Tasks and exercises:
**a)** Please update the passage about the oil heating device, starting at "In some embodiments, the oil" and ending at "oil flow sensors.", and write that span out again with "oil flow sensors" replaced by "oil pressure sensors".
**b)** Answer these questions from the passage about the oil heating device:
(i) What examples of well operating characteristics does it list?
(ii) What two placements of the controller does it describe?
(iii) Which kinds of sensors can the plurality of sensors be selected from?
**c)** Resume the passage about the oil heating device after its final sentence and write its continuation.

Source text:
* BEGIN *
In some embodiments, the operation of the individual, independently-controllable heating elements is controlled by the controller. In some embodiments, the individual, independently-controllable heating elements are operated to provide the production pipe, wellbore, or the oil deposit a temperature profile that is non-cylindrically symmetrical. In some embodiments, this non-cylindrically symmetrical temperature profile is capable of giving the oil in the oil deposit a temperature profile that is non-cylindrically symmetrical about the wellbore. In alternative embodiments, this non-cylindrically symmetrical temperature profile is capable of giving the oil in the deposit which has a non-cylindrically symmetrical profile about the wellbore while it is in the deposit a temperature profile which is cylindrically symmetrical inside the wellbore or into and along a production pipe after contacting the oil heating device. In some embodiments, the non-cylindrically symmetrical temperature profile is capable of being dynamically adjusted such that a pressure profile of the bottomhole pressure is cylindrically symmetrical about the wellbore. Providing pressure and temperature profiles that are cylindrically symmetrical about the wellbore may be advantageous for certain characteristics of the operation of an oil well. Examples of such characteristics are safety, maintenance costs, maintenance time, geological formation integrity, and production rate.


In some embodiments, the controller is placed in the portion of the oil heating device that is placed down a wellbore. In some embodiments, the controller is not placed down the wellbore, but is connected to the array of heating elements which is placed down the wellbore.


In some embodiments, the oil heating device further comprises a plurality of sensors connected to the controller, the sensors being at least one selected from the group consisting of array temperature sensors, oil temperature sensors, and oil flow sensors.
* END *
Records:
* BEGIN *
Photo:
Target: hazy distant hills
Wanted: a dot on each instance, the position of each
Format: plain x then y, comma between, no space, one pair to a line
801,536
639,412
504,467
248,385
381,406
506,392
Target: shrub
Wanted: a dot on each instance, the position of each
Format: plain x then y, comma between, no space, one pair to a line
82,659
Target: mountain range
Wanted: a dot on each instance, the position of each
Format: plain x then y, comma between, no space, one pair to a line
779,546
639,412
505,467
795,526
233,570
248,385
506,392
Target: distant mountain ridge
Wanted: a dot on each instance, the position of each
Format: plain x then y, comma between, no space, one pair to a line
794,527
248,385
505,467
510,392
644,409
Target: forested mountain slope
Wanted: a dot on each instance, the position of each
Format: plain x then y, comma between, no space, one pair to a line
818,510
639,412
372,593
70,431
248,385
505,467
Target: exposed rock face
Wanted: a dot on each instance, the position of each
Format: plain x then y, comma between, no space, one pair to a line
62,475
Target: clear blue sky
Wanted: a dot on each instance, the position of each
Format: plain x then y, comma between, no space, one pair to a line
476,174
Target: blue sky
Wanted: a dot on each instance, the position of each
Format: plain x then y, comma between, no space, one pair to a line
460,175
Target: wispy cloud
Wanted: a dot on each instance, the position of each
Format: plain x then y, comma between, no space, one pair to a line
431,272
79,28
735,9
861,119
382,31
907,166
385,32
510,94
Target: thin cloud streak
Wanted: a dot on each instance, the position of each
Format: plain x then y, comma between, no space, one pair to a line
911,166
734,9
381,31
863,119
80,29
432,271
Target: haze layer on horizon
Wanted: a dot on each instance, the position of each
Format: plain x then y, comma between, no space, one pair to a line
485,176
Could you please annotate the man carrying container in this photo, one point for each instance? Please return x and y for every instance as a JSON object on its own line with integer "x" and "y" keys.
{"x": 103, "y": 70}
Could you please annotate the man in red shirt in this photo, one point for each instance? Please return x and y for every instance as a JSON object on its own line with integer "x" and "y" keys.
* END *
Answers by task:
**a)**
In some embodiments, the oil heating device further comprises a plurality of sensors connected to the controller, the sensors being at least one selected from the group consisting of array temperature sensors, oil temperature sensors, and oil pressure sensors.

**b)**
(i) Safety, maintenance costs, maintenance time, geological formation integrity, and production rate.
(ii) The controller is placed in the portion of the oil heating device that goes down a wellbore, or it is not placed down the wellbore but is connected to the array of heating elements placed down the wellbore.
(iii) Array temperature sensors, oil temperature sensors, and oil flow sensors.

**c)**
In some embodiments, the plurality of sensors comprises a plurality of array temperature sensors capable of measuring a temperature profile of the permanently-installed array of heating elements. In some embodiments, the controller receives input from the plurality of array temperature sensors and adjusts the temperature profile of the permanently-installed array of heating elements based on said input.


In some embodiments, the oil heating device further comprises a plurality of oil temperature sensors capable of measuring a temperature distribution of oil in the production pipe and a plurality of flow sensors capable of measuring an oil flow profile into and along the production pipe. In some embodiments, the controller receives input from the plurality of oil temperature sensors and plurality of flow sensors and adjusts the temperature profile of the permanently-installed array of heating elements based on said input.


In some embodiments, the temperature of the permanently-installed array of heating elements is adjusted by the controller to a temperature based on a production metric of the oil deposit, such as required bottomhole pressure, productivity index, or production rate, and an amount of energy used by the permanently-installed array of heating elements. In some embodiments, the oil heating device uses 25 to 250 kW, preferably 30 to 225 kW, preferably 40 to 200 kW, preferably 50 to 175 kW, preferably 60 to 150 kW, preferably 70 to 125 kW, preferably 75 to 100 kW, preferably 80 to 90 kW.


In some embodiments, the method further comprises cycling an output state of the oil deposit to a state of not producing, heating the oil while the oil deposit is in the state of not producing, and cycling an output state of the oil deposit to a state of producing. A period of time where the oil deposit is being heated in the state of not producing is referred to as a “shut-in period”. In some embodiments, the shut-in period lasts from 1 to 100 days, preferably 5 to 98 days, preferably 10 to 96 days, preferably 15 to 94 days, preferably 20 to 92 days, preferably 25 to 90 days, preferably 30 to 88 days, preferably 35 to 86 days, preferably 40 to 84 days, preferably 45 to 82 days, preferably 50 to 80 days. In some embodiments, the shut-in period increases the temperature of oil in the oil deposit to a temperature at the end of the shut-in period higher than the temperature reached by heating the oil for an equivalent amount of time of the oil deposit being in a state of producing (i.e. without the shut-in period). In some embodiments, the aforementioned temperature of oil in the oil deposit is a maximum temperature of oil in the oil deposit, an average temperature of oil at a given distance from the oil heating device, or both.


The heating of the oil reduces the density and viscosity of the oil compared to oil not heated by the method. The reduction in density and viscosity provide changes to the operation of a method of oil recovery used to recover the oil from the oil deposit. These changes due to reduced density and viscosity may be advantageous for the method used to recover the oil from the oil deposit. These advantages may be in the form of an increased productivity index or production rate or reduced operational requirements such as bottomhole pressure.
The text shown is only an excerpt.